*** Opening of PROVIDED RECORDS ***

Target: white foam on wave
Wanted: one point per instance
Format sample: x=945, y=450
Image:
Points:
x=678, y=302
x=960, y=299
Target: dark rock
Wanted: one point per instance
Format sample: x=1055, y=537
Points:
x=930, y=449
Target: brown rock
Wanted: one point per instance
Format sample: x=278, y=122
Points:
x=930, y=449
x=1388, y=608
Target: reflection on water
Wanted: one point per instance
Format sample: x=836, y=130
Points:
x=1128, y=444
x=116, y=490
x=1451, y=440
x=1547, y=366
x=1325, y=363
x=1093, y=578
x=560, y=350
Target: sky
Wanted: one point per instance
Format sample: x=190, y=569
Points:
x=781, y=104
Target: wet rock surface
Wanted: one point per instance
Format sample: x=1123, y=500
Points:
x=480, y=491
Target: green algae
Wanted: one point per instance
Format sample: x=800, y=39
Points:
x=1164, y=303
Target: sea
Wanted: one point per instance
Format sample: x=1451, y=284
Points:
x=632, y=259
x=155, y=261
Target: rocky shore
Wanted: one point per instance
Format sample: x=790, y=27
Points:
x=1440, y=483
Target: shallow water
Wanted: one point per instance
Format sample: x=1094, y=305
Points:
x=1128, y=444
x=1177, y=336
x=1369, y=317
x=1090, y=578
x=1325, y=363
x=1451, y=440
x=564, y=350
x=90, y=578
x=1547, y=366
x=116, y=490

*** Close of PROVIDED RECORDS ***

WHAT NEEDS TO BE DONE = Only the lines from the one holding "Target: sea" to the end of the entries above belong in the answer, each copied exactly.

ANSWER TO THE PROBLEM =
Target: sea
Wanted: one point per instance
Format sample: x=1451, y=284
Points:
x=632, y=259
x=155, y=261
Target: rocky shore
Wanted: one point per instance
Format sample: x=790, y=27
Points:
x=1440, y=483
Target: shallow water
Wanted: one point per instance
Format sample: x=1094, y=305
Points:
x=1128, y=444
x=1177, y=336
x=1369, y=317
x=1090, y=578
x=1325, y=363
x=1451, y=440
x=564, y=350
x=90, y=578
x=1547, y=366
x=116, y=490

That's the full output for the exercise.